**How to complete this task**.
For the records that follow, work out how many lines include "naming" and give only that count.

Stored items
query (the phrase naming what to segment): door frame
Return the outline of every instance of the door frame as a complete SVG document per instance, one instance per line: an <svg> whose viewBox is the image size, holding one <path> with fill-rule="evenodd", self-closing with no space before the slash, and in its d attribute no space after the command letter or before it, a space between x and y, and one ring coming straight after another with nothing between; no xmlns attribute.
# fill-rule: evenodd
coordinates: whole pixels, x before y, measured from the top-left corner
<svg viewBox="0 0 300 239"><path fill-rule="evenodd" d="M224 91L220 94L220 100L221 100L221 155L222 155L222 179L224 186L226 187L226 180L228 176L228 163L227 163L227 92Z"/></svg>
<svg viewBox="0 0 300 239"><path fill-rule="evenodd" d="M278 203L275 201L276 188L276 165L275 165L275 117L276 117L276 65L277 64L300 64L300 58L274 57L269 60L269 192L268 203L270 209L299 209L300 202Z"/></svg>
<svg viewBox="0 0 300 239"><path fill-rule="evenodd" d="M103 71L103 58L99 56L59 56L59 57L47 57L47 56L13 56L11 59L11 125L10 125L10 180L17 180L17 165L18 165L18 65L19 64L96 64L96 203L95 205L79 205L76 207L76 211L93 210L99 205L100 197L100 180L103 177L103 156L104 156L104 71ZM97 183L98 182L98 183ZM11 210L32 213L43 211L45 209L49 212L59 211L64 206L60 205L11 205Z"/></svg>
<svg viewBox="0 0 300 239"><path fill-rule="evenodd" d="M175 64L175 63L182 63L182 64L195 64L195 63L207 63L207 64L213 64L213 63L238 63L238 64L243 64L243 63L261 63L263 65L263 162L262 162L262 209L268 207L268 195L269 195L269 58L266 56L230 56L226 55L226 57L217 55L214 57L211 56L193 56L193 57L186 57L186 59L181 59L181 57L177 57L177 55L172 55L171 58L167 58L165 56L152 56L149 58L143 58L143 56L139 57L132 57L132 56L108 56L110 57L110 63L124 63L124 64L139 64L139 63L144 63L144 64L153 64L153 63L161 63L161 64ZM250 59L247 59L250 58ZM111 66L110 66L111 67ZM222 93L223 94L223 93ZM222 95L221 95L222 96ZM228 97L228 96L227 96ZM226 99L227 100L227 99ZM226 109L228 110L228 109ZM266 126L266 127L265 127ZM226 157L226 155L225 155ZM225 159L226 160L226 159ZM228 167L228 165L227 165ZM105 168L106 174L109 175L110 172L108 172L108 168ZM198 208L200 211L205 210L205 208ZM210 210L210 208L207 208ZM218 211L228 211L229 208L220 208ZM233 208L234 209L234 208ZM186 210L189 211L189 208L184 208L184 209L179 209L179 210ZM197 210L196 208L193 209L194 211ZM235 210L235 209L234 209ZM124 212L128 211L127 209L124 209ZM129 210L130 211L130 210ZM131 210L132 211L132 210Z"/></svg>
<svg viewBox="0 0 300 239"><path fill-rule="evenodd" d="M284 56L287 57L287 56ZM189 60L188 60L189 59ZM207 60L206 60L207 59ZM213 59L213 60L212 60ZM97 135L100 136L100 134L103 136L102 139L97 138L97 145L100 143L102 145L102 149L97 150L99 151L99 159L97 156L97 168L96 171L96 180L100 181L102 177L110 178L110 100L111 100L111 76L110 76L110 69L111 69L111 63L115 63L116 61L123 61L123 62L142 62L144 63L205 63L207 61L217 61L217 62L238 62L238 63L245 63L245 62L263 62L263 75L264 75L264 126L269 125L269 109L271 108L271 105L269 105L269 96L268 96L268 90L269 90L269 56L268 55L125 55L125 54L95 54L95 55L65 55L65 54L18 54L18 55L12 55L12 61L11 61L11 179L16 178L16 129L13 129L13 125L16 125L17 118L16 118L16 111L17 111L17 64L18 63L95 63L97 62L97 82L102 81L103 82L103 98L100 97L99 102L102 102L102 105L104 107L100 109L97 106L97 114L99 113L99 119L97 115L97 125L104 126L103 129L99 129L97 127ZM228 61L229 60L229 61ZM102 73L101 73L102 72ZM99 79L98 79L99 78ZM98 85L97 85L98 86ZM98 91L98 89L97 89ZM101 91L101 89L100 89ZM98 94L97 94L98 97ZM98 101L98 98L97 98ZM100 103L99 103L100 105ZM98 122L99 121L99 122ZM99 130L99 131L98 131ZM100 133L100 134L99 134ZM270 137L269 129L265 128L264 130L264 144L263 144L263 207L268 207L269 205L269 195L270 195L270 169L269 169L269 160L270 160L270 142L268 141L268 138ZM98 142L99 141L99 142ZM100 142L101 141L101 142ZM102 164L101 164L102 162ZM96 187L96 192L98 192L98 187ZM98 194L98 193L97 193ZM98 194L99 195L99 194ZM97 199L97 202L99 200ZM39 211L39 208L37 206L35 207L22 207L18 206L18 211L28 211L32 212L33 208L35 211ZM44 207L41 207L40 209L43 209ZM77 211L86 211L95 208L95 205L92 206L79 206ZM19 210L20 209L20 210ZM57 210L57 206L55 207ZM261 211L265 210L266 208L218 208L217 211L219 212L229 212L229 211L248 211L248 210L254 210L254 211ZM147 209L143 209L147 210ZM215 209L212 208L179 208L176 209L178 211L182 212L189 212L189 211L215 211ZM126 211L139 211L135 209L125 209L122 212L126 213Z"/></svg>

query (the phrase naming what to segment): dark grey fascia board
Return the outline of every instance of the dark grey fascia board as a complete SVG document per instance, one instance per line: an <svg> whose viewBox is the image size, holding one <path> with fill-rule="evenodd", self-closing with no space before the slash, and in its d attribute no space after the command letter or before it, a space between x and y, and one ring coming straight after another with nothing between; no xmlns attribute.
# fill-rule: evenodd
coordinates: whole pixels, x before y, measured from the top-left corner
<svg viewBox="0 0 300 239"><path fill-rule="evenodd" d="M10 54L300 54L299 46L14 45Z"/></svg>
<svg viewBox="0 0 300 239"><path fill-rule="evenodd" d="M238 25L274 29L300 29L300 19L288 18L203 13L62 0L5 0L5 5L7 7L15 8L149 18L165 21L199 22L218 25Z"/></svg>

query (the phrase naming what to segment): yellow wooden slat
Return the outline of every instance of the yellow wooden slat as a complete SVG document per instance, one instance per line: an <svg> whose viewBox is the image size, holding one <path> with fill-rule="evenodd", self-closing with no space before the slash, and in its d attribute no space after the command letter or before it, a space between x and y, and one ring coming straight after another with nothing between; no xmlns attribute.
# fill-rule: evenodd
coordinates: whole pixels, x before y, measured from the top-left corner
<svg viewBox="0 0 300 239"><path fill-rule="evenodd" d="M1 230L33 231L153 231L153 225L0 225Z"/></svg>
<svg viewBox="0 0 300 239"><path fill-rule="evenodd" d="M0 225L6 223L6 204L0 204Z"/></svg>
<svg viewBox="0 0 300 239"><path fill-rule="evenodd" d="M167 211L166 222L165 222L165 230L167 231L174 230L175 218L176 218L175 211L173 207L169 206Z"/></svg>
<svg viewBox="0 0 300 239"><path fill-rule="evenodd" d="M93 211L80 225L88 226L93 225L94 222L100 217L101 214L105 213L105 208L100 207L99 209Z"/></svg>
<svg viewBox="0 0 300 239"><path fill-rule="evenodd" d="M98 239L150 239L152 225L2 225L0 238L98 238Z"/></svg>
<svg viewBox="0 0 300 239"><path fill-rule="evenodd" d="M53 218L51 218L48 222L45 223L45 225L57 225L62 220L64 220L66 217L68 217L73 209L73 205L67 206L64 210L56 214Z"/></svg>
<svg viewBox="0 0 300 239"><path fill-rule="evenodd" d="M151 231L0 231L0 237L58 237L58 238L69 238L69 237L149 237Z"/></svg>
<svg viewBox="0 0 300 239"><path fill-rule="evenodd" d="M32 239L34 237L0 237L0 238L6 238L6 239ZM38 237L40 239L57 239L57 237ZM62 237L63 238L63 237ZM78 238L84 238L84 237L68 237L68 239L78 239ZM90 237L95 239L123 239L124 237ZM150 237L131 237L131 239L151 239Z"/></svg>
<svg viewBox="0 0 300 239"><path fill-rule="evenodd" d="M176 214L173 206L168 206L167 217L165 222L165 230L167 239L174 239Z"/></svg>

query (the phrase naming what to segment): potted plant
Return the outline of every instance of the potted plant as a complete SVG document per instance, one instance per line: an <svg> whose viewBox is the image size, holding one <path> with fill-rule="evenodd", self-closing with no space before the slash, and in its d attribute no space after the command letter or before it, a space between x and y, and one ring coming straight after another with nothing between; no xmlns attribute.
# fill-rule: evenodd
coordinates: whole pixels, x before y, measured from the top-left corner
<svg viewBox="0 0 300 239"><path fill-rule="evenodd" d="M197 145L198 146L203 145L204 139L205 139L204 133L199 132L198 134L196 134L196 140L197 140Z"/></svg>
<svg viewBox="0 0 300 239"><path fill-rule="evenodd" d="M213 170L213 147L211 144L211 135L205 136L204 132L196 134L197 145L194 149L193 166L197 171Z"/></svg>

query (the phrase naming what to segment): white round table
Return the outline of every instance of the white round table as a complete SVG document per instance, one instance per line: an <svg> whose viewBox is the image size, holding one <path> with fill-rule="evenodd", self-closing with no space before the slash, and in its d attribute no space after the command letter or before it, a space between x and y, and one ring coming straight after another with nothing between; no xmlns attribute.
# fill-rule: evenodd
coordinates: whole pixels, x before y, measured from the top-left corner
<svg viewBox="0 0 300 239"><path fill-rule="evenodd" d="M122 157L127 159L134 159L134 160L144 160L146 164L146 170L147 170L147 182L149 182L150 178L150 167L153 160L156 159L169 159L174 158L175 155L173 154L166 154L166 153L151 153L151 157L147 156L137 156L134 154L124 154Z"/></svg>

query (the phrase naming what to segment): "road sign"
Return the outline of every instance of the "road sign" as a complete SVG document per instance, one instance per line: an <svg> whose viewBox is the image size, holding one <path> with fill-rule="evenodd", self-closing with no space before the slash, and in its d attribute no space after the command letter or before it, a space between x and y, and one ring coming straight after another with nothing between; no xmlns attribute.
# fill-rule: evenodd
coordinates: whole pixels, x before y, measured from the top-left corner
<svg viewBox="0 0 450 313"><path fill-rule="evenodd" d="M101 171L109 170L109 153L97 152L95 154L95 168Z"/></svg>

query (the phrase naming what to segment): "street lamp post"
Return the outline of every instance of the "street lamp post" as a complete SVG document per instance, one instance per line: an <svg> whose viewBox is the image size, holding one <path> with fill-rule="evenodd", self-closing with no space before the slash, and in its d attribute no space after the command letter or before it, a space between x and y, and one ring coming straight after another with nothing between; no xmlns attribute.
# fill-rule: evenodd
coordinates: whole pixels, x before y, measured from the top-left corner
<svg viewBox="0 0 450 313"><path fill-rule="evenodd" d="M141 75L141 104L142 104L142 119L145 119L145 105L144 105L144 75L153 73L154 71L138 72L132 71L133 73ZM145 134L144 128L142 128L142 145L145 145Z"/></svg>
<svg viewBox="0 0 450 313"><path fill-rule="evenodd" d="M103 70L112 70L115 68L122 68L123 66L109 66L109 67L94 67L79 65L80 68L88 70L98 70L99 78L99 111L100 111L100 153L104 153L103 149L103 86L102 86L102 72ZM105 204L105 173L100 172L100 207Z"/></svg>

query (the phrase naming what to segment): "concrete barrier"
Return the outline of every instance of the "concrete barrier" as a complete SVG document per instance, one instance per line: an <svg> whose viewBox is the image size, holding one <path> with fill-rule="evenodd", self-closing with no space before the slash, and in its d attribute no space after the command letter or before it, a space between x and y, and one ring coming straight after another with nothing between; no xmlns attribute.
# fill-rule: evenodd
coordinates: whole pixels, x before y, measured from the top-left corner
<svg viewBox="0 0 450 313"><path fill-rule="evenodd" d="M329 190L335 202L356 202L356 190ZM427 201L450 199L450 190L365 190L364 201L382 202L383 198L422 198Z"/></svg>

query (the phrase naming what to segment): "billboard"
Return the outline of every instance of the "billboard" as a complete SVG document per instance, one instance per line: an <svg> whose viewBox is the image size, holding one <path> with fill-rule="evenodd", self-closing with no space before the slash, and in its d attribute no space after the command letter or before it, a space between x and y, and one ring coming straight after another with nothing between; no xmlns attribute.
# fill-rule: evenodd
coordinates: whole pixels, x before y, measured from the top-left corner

**Reply to the task**.
9